# [Work to be completed]
Print the entire listing below word for word, excluding its pictures.

# [Data for this task]
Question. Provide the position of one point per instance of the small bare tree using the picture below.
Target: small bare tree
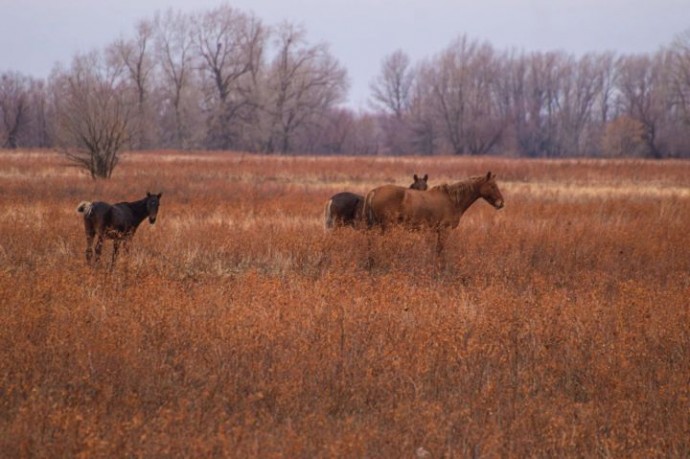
(93, 113)
(391, 90)
(14, 108)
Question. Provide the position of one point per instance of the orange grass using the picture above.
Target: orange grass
(558, 326)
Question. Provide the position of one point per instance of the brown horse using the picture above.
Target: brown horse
(439, 208)
(345, 209)
(117, 222)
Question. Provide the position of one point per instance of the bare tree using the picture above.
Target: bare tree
(642, 95)
(681, 74)
(175, 57)
(230, 44)
(303, 83)
(391, 90)
(134, 56)
(14, 108)
(463, 96)
(93, 113)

# [Written answer]
Question. Provide the position of one point per instance of the small bare tree using the picture below.
Target: small bare tree
(93, 113)
(391, 90)
(14, 108)
Question. Provide the position of one point per instance of the orange grass using the picture above.
Target: orange grass
(558, 326)
Question. Provide the position of one point per instance of the brown horse using the picture above.
Target: brown horse
(439, 208)
(345, 209)
(117, 222)
Question. Provide the position of one point per instance of the bare tree using the picture above.
Target: bare tree
(642, 95)
(681, 74)
(175, 57)
(230, 44)
(303, 83)
(391, 90)
(134, 56)
(14, 108)
(463, 96)
(93, 113)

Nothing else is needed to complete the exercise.